- Exercise description: Copy out, without any changes, the lines below from the one containing "(format x=193, y=639)" up to and including the one containing "x=28, y=673".

──────────

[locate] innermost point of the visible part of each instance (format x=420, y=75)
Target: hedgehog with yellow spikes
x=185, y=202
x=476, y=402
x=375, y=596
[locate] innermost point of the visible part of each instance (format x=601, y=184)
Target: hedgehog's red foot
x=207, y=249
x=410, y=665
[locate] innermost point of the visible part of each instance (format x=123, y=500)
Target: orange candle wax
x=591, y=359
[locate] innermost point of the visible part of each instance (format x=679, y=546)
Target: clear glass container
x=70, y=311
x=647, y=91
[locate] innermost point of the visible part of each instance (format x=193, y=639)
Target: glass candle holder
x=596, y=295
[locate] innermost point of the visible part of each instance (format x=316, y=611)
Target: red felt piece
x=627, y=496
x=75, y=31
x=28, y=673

──────────

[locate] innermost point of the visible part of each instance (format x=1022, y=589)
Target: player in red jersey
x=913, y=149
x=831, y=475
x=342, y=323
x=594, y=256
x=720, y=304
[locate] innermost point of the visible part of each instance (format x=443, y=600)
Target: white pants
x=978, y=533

──────────

- Answer:
[locate] innermost point of the visible part of each instance (format x=193, y=639)
Target: glass candle holder
x=596, y=295
[locate] innermost point of the visible part of each instance (format x=316, y=611)
Target: red felt piece
x=627, y=496
x=75, y=31
x=28, y=673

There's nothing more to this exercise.